[Start of Attachment]

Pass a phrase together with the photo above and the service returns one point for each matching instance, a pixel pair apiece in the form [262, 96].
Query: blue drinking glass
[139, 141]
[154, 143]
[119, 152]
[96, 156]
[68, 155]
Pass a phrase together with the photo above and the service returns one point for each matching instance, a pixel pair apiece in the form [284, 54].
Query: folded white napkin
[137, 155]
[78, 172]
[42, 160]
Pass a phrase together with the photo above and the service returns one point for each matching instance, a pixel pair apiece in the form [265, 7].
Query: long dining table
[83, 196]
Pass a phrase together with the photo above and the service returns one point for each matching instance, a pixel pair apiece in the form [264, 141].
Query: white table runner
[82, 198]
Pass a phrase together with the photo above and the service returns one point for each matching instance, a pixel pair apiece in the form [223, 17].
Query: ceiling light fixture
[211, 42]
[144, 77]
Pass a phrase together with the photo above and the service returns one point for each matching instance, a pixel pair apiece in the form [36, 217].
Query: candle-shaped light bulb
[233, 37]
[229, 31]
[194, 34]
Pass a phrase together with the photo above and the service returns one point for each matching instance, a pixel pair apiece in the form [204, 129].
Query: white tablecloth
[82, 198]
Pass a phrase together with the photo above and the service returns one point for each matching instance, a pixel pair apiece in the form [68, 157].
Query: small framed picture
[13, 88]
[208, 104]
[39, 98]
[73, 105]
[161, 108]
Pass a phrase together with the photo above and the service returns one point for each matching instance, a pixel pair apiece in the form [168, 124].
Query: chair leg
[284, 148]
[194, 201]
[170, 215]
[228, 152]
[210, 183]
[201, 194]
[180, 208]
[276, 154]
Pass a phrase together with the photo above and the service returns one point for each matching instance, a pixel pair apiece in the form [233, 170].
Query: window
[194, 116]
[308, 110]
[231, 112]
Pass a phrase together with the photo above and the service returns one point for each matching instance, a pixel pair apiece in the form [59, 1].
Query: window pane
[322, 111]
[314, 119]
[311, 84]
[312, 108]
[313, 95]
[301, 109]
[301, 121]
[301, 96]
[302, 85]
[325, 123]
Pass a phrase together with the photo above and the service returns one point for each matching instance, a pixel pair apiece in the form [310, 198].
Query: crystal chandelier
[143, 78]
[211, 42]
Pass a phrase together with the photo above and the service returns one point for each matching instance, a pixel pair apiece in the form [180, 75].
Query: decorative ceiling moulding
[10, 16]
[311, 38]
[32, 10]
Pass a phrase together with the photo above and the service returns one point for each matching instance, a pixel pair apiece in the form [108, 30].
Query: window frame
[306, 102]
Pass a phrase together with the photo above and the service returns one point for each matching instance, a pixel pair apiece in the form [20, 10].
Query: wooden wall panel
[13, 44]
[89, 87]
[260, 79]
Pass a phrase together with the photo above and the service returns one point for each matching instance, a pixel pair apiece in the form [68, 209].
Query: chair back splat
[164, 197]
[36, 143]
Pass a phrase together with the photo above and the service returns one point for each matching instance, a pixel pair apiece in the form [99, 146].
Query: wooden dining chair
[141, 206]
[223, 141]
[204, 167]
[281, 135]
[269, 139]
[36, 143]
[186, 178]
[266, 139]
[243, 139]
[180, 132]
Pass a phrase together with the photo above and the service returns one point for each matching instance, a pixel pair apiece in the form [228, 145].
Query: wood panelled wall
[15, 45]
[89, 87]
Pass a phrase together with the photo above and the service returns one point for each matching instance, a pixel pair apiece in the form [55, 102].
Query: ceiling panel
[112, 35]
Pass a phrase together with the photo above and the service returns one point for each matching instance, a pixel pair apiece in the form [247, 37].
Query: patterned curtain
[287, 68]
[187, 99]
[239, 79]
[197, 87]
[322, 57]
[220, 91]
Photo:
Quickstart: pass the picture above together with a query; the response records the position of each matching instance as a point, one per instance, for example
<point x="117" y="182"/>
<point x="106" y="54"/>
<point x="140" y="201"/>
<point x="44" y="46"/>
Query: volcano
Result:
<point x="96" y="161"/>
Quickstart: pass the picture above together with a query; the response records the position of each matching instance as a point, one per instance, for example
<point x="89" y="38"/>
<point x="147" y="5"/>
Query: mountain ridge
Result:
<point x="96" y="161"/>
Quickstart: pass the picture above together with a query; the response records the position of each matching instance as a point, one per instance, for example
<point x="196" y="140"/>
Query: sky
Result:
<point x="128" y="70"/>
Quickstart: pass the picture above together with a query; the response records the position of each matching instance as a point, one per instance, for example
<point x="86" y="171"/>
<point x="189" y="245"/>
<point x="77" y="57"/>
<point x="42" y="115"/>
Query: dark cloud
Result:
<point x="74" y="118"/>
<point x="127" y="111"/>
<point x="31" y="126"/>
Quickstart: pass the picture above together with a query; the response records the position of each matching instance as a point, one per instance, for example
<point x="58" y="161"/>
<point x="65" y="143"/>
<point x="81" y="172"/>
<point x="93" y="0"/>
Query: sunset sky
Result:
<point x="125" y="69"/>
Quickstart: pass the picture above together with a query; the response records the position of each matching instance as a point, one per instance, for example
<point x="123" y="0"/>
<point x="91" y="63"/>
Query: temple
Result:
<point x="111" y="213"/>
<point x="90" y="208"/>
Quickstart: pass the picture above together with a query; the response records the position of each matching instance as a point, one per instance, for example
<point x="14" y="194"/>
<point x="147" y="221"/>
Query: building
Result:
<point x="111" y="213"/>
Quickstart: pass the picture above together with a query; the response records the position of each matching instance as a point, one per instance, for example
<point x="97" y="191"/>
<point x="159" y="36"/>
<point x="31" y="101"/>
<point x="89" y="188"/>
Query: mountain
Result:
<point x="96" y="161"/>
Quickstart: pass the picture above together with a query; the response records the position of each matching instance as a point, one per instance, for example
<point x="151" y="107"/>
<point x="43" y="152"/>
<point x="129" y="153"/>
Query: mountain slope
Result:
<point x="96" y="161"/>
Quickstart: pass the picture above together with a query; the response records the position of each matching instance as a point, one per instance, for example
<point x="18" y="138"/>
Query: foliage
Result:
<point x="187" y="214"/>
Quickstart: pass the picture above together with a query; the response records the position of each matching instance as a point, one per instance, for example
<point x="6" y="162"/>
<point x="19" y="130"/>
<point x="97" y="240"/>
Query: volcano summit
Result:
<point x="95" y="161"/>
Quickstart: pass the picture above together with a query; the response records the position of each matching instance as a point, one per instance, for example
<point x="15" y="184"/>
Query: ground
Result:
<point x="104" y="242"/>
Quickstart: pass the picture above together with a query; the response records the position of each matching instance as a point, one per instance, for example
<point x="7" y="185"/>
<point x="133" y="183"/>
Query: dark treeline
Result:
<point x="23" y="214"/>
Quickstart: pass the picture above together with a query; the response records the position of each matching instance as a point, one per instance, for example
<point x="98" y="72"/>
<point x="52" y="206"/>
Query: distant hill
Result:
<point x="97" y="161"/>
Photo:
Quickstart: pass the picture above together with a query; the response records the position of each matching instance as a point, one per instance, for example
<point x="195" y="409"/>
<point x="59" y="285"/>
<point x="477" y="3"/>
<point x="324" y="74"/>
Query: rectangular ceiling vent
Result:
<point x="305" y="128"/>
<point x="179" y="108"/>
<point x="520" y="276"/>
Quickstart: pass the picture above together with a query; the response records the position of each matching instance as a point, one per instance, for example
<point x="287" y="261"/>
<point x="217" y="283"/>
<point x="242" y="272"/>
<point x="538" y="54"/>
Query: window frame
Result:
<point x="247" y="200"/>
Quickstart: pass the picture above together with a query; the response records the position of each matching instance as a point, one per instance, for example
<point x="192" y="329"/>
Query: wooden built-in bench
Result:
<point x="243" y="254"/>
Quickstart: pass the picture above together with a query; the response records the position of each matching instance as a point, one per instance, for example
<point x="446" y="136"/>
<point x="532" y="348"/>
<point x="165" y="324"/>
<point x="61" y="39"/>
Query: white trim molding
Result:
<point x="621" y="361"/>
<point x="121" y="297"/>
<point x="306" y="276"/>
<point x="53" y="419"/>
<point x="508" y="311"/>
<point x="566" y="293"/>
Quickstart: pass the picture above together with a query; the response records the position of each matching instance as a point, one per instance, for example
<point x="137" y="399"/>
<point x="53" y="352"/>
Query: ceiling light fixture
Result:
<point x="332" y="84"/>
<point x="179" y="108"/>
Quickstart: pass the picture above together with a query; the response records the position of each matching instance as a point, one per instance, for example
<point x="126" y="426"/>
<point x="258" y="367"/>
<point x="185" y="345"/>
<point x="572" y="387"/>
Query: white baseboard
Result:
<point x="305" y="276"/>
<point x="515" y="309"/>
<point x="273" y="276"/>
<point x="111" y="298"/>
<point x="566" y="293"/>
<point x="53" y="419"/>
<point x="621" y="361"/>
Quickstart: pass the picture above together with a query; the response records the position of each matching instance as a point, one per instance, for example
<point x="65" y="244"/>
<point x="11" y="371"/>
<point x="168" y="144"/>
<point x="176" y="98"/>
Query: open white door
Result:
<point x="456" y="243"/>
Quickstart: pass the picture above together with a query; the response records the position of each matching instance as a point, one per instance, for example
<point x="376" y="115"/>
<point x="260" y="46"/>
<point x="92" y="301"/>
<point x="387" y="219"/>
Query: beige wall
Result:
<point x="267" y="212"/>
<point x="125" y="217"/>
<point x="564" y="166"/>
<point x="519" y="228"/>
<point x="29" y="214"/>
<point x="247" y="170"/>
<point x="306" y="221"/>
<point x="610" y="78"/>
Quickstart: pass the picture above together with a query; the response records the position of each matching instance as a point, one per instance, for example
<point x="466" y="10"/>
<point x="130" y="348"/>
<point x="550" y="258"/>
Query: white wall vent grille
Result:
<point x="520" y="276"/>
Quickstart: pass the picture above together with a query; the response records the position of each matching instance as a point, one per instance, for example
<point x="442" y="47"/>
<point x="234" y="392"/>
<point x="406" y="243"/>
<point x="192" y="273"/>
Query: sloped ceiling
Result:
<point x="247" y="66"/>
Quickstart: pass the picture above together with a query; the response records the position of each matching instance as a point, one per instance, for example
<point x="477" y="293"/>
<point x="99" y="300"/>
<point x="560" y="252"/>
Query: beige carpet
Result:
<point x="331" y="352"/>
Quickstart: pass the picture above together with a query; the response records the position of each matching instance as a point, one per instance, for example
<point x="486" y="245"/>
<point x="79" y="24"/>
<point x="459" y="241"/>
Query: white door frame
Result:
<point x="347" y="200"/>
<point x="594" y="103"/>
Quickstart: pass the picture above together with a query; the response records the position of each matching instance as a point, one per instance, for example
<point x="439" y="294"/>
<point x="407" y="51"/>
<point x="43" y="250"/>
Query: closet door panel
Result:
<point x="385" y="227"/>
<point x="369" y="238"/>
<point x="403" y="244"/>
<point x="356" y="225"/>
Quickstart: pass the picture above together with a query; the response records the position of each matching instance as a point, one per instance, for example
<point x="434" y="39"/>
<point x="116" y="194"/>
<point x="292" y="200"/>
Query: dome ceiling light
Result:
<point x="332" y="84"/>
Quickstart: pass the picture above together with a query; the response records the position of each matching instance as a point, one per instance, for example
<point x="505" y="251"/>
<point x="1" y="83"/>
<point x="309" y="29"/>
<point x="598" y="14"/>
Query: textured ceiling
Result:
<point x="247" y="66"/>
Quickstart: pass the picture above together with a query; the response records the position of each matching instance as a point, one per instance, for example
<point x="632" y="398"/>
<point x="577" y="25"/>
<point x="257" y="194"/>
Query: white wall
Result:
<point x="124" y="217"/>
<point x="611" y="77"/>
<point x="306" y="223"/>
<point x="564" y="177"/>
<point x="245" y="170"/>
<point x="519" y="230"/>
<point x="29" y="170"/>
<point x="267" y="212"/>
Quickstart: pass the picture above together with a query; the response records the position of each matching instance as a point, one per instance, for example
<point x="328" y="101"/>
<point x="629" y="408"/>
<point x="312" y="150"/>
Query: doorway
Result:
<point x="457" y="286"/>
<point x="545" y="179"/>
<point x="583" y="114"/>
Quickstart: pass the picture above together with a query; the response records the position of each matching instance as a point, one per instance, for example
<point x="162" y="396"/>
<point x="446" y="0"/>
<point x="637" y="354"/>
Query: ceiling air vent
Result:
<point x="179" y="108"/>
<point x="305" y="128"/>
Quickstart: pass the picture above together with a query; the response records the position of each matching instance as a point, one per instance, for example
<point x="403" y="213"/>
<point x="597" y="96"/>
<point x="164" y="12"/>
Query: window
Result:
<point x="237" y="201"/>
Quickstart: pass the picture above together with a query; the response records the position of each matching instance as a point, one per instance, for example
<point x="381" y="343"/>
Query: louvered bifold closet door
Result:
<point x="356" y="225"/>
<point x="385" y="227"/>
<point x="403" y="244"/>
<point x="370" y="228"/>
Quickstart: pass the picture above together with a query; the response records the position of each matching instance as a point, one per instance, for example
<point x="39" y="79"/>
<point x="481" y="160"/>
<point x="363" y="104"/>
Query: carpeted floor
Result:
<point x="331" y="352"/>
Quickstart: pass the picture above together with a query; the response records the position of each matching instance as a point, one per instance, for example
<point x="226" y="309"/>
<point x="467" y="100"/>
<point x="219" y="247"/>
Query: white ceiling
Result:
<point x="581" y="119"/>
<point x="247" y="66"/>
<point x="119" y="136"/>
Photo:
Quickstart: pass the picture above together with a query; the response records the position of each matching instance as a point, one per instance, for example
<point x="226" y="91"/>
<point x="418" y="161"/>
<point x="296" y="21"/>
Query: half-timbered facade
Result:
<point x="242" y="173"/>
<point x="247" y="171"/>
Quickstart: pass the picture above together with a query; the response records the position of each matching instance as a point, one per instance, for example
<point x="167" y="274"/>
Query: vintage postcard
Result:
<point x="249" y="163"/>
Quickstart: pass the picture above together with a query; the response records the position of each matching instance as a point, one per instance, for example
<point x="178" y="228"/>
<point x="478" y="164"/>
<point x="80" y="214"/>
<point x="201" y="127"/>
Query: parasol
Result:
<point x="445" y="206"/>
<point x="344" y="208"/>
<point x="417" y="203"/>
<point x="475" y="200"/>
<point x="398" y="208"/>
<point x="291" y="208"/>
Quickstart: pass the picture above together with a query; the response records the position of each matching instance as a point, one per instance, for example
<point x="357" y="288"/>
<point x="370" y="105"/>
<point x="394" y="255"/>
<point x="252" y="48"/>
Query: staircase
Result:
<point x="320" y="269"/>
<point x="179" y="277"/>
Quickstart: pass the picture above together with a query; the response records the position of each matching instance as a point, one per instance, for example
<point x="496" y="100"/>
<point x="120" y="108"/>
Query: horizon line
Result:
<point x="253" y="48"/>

[End of Attachment]

[Task brief]: From the entries above, copy out every line where the string "vent" appears.

[Answer section]:
Query: rectangular ceiling vent
Query: white wall vent grille
Query: ceiling air vent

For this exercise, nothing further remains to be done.